**Description of the task:**
Find the line containing "Reviewer check: every instance of the lamp". Return it and every line after it, unchanged, up to and including the last line.

# start of Data rows

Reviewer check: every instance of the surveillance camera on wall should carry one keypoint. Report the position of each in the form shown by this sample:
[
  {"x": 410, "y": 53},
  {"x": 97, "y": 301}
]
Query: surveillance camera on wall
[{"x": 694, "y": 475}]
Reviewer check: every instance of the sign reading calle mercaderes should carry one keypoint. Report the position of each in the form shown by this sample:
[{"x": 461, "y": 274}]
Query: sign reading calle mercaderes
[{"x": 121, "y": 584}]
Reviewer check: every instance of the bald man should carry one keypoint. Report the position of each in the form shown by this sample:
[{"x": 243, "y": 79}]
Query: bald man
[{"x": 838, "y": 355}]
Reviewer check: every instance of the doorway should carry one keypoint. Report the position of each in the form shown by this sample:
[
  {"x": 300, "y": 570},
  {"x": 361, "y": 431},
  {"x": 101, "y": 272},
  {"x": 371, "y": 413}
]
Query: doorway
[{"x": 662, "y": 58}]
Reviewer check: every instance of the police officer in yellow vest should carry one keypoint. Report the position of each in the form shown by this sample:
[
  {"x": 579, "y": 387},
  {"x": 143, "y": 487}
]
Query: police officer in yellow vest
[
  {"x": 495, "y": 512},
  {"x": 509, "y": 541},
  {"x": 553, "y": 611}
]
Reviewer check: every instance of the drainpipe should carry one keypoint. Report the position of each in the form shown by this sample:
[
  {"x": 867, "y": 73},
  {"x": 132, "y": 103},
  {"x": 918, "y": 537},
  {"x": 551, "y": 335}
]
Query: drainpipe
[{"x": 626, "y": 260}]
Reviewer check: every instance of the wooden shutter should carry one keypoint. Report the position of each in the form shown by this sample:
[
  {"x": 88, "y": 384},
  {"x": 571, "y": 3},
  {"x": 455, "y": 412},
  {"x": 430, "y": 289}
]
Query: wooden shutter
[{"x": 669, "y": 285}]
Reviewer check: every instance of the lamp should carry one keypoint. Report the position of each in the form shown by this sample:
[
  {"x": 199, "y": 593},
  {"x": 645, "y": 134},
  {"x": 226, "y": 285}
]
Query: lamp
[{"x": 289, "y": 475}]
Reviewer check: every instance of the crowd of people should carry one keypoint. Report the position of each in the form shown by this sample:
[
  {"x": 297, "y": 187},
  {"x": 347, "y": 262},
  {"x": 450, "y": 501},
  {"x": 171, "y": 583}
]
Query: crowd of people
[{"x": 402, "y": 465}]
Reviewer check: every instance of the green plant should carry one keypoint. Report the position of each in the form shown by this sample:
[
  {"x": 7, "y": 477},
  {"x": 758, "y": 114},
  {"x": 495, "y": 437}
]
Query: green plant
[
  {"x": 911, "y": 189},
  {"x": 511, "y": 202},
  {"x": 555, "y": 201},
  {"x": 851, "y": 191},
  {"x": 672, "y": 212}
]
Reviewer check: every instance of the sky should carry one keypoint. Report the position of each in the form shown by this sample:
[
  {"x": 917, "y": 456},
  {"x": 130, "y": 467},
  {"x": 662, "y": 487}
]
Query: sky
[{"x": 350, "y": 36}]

# end of Data rows

**Output of the exercise:**
Reviewer check: every instance of the lamp should carry one keypoint. Report the position of each in the form shown by this sample:
[
  {"x": 199, "y": 593},
  {"x": 645, "y": 134},
  {"x": 226, "y": 285}
]
Query: lamp
[{"x": 289, "y": 475}]
Reviewer check: every instance of the crowd of people should carry one keypoint. Report the position of each in the form shown by this sample:
[
  {"x": 297, "y": 187},
  {"x": 347, "y": 262},
  {"x": 450, "y": 501},
  {"x": 171, "y": 583}
]
Query: crowd of people
[{"x": 402, "y": 465}]
Reviewer check: every instance of the green plant should carry one keypoint. Report the position of each in the form shown by this sample:
[
  {"x": 7, "y": 477},
  {"x": 758, "y": 114},
  {"x": 495, "y": 437}
]
Query: green plant
[
  {"x": 911, "y": 189},
  {"x": 511, "y": 202},
  {"x": 555, "y": 201},
  {"x": 851, "y": 191},
  {"x": 672, "y": 212}
]
Reviewer check: every instance of the sky should carry one keypoint. Report the position of each in the form shown by this sample:
[
  {"x": 917, "y": 456},
  {"x": 130, "y": 467},
  {"x": 662, "y": 487}
]
Query: sky
[{"x": 350, "y": 36}]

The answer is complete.